The tasks ::
A - List the usernames of everyone who posted in the Corvette Grand Sport thread.
B - Write out the passage of the Corvette Grand Sport thread starting with "Excellent detail work!!!" and going on through "is way Hot!)".

Text shown ::
— START —

# Corvette Grand Sport Nassau 1964 (resin kit)



## demether (Aug 26, 2008)

HI, 

I'm finishing a Racing legends magnatraction resin kit (french resin cast); so I wanted to show you the result and W.I.P.











First, I modified the body mount, to fit the chassis lower.

After that, I created some big custom tires for the front wheels too, to respect the effect often seen on US vintage gt cars. The chassis is an hybrid between aurora and AW chassis. 

The reason is that the aurora wheel base is a little bit shorter than the AW one (or the opposite...I don't remember. But I discovered that JL/AW xtractions are far of a 100% accurate aurora copy)













After a coat of primer, I painted the body in a metallic grey/blue : 













Today, I made handpaint detailling, and posed the decals : 




















































Tommorow, I'll make the varnish.


----------



## slotcarman12078 (Oct 3, 2008)

Excellent detail work!!! I wish my hands were that steady!! :thumbsup::thumbsup:


----------



## bobhch (Apr 22, 2007)

*I can smell the burnt rubber....aaaaaaah that is nice.*

demether,

Blue #81 Grand Sport VETTE from France = Holy Tamalies (That is way Hot!)

— END —

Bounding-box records
— START —

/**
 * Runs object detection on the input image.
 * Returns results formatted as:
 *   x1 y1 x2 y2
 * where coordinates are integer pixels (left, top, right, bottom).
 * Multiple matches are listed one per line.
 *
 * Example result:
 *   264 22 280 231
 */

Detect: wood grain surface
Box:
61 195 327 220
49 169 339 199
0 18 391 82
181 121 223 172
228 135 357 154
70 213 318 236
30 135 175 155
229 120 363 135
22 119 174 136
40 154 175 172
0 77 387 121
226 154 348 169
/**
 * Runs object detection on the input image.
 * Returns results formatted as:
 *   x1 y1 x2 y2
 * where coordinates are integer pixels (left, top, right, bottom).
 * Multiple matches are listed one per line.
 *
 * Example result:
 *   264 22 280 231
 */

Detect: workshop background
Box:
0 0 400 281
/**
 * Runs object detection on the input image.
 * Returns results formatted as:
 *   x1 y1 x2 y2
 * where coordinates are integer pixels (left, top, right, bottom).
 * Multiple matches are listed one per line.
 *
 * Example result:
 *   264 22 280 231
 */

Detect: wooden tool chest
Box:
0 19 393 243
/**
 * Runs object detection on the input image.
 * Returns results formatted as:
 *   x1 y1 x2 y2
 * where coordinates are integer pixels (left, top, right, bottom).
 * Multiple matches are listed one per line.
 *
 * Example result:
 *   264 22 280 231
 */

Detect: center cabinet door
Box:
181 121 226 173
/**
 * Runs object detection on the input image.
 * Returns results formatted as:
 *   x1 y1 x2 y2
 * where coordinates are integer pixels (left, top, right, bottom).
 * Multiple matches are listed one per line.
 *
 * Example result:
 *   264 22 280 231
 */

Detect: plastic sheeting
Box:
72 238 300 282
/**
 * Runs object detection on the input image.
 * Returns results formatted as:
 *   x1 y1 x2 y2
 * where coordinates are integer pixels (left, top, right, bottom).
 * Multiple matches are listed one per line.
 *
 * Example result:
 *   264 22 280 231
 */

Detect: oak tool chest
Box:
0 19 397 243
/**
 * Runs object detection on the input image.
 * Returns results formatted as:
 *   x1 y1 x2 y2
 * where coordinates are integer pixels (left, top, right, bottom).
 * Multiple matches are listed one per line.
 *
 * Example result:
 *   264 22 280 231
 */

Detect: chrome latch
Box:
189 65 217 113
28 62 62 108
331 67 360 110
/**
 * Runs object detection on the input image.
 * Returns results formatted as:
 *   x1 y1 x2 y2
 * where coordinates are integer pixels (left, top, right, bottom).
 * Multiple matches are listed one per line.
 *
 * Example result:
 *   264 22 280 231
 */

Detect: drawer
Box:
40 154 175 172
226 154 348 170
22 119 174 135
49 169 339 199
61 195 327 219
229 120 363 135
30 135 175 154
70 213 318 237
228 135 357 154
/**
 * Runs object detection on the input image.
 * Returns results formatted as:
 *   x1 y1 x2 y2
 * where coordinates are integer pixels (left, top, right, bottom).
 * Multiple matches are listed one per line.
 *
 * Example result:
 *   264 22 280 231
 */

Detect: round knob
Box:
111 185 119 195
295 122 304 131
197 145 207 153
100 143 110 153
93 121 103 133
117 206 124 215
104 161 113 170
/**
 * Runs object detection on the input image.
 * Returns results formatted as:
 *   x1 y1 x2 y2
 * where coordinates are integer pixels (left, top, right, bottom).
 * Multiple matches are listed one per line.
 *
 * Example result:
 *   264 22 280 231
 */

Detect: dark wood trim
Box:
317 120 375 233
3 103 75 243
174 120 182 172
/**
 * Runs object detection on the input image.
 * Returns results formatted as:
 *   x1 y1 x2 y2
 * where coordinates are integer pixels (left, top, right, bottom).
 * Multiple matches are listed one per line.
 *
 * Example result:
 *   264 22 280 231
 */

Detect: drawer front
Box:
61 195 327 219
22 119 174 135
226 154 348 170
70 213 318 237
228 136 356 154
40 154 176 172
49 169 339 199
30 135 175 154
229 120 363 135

— END —

In response ::
A - demether, slotcarman12078, bobhch

B -
Excellent detail work!!! I wish my hands were that steady!! :thumbsup::thumbsup:


----------



## bobhch (Apr 22, 2007)

*I can smell the burnt rubber....aaaaaaah that is nice.*

demether,

Blue #81 Grand Sport VETTE from France = Holy Tamalies (That is way Hot!)